◆ **Task to complete**:
Reproduce every record below exactly, without the pictures.

◆ **Collected data**:
========
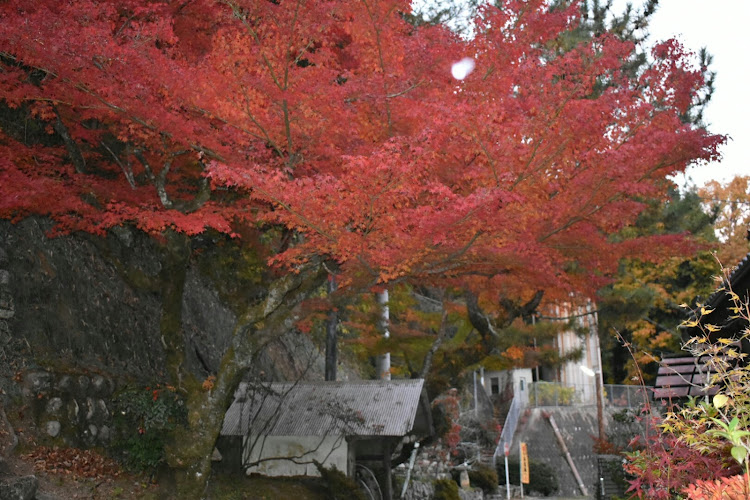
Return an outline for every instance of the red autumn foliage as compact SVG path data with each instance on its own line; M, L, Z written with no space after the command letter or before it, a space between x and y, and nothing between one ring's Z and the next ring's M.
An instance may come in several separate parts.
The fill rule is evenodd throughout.
M458 454L458 444L461 442L461 425L458 423L461 414L461 405L458 400L456 389L450 389L441 394L432 402L433 414L438 412L440 429L436 432L448 448L451 455Z
M711 481L739 472L736 462L729 462L726 454L702 453L678 436L661 432L657 424L654 419L646 439L636 436L629 445L635 449L626 454L623 465L632 477L629 494L667 500L696 481Z
M314 282L323 261L342 290L590 293L623 255L685 249L681 236L613 236L724 138L681 120L703 82L678 43L638 74L622 70L633 44L611 34L556 52L581 14L549 3L488 6L466 40L410 24L407 0L6 0L0 218L97 236L132 225L168 243L166 315L180 314L188 265L174 233L262 247L278 296L248 331L283 314L284 278ZM476 68L456 81L466 56ZM160 328L179 360L171 319ZM256 342L234 338L210 392L186 384L191 411L222 415L231 400L237 352ZM191 376L168 366L175 383ZM201 439L173 451L210 467L221 419L194 422Z
M611 35L553 53L580 11L547 3L487 7L463 40L406 1L4 2L3 104L56 133L3 127L0 217L281 226L303 237L271 262L331 259L342 287L590 291L679 247L610 236L723 138L680 121L702 81L677 42L635 76Z

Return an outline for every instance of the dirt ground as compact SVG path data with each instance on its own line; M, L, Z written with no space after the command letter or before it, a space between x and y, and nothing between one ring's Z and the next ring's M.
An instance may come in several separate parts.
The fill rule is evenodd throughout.
M158 498L158 487L82 450L36 446L23 424L11 426L0 406L0 479L33 475L38 500Z
M0 480L33 475L36 500L162 500L174 487L133 474L94 450L38 446L24 424L11 426L0 406ZM240 475L212 476L211 500L325 500L324 488L310 478L273 479Z
M39 481L37 500L160 498L158 487L135 476L83 478L76 476L72 470L67 473L64 470L45 472L35 467L34 462L17 455L6 457L5 460L8 475L36 476Z

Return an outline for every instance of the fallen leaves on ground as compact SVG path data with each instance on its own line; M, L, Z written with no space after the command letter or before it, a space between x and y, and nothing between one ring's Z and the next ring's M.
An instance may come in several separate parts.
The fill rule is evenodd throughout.
M76 478L109 479L122 472L117 462L93 450L38 446L23 458L33 462L37 471Z

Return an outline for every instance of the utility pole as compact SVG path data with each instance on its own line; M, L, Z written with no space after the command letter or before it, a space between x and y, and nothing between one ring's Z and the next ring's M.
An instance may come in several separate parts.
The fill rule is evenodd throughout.
M331 301L333 292L336 291L336 275L328 275L328 300ZM328 312L326 321L326 369L325 379L336 381L336 370L338 364L338 329L339 313L331 301L331 310Z
M391 334L388 331L390 325L390 315L388 312L388 289L378 292L376 294L378 305L380 306L380 330L383 332L383 338L386 340L390 338ZM377 372L378 379L390 380L391 379L391 353L386 352L378 356L377 358Z

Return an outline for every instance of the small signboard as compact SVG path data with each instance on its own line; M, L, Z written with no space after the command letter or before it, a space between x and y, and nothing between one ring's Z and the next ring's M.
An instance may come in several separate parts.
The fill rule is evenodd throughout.
M505 448L505 456L507 457L508 455L510 455L510 443L503 443L503 445Z
M521 483L529 484L529 452L526 443L521 443Z

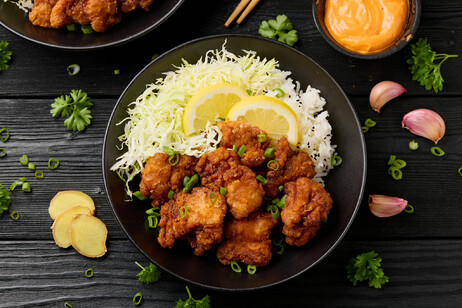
========
◆ **Answer section**:
Return an outline for every instance of the red autumn foliage as compact SVG path data with each instance on its own line; M, L, Z written with no space after the command letter or before it, a space between x and y, and nothing between one ring's Z and the next ring's M.
An instance may come in several separate parts.
The fill rule is evenodd throughout.
M458 454L458 444L461 442L461 425L458 423L461 414L461 405L458 400L456 389L450 389L441 394L432 402L433 414L438 412L440 429L436 432L448 448L451 455Z
M711 481L739 472L736 462L729 462L726 454L702 453L678 436L661 432L657 424L654 419L646 439L636 436L629 445L635 449L626 454L623 465L632 477L629 494L667 500L696 481Z
M314 282L323 261L342 290L590 293L623 255L685 249L681 236L613 236L724 138L681 120L703 82L678 43L638 74L622 70L633 44L611 34L556 52L581 14L549 3L488 6L466 40L410 24L407 0L6 0L0 218L97 236L132 225L168 243L166 315L180 314L188 265L174 233L262 247L278 296L248 331L283 314L284 278ZM476 68L456 81L466 56ZM160 328L179 360L171 319ZM256 342L234 338L210 392L186 384L191 411L222 415L231 400L237 352ZM191 376L168 366L175 383ZM201 439L173 451L210 467L221 419L194 422Z
M611 35L553 53L580 11L547 3L487 7L463 40L406 1L4 2L3 104L56 133L3 127L0 217L281 226L303 237L271 262L331 259L342 287L590 291L679 247L610 236L723 138L680 121L702 81L677 42L635 76Z

Return an outline for every instance of the dirt ground as compact SVG path data with each instance on its own line; M, L, Z written with no space after the command letter or before it, a space between x and y, and nothing between one ring's Z and the next ring's M.
An instance may come in several separate parts.
The fill rule is evenodd throughout.
M158 498L158 487L82 450L36 446L23 424L11 426L0 406L0 479L33 475L38 500Z
M0 480L33 475L36 500L162 500L174 487L133 474L94 450L38 446L24 424L11 426L0 406ZM240 475L212 476L211 500L325 500L324 488L310 478L273 479Z
M39 481L37 500L160 498L158 487L135 476L83 478L76 476L72 470L67 473L64 470L45 472L35 467L34 462L17 455L6 457L5 460L8 475L36 476Z

Return an outline for every instance of the fallen leaves on ground as compact SVG path data with each instance on its own line; M, L, Z written with no space after the command letter or before it, a space between x and y, and nothing between one ring's Z and the next ring's M.
An instance may come in several separate parts.
The fill rule is evenodd throughout.
M76 478L109 479L122 472L117 462L93 450L38 446L23 458L33 462L37 471Z

Return an outline for every instance of the utility pole as compact SVG path data with each instance on its own line; M, L, Z written with no space after the command letter or before it, a space between x and y, and nothing between one ring's Z and the next ring's M.
An instance may come in several separate parts.
The fill rule is evenodd throughout.
M331 301L333 292L336 291L336 275L328 275L328 300ZM328 312L326 321L326 369L325 379L336 381L336 370L338 364L338 329L339 313L331 301L331 310Z
M391 334L388 331L390 325L390 315L388 312L388 289L378 292L376 294L378 305L380 306L380 330L383 332L383 338L386 340L390 338ZM377 372L378 379L390 380L391 379L391 353L386 352L378 356L377 358Z

Return an outline for every instance of the small signboard as compact SVG path data with each instance on its own line; M, L, Z written with no space after the command letter or before it, a space between x and y, and nothing between one ring's Z and the next ring's M.
An instance may come in several separate parts.
The fill rule is evenodd throughout.
M505 448L505 456L507 457L508 455L510 455L510 443L503 443L503 445Z
M521 483L529 484L529 452L526 443L521 443Z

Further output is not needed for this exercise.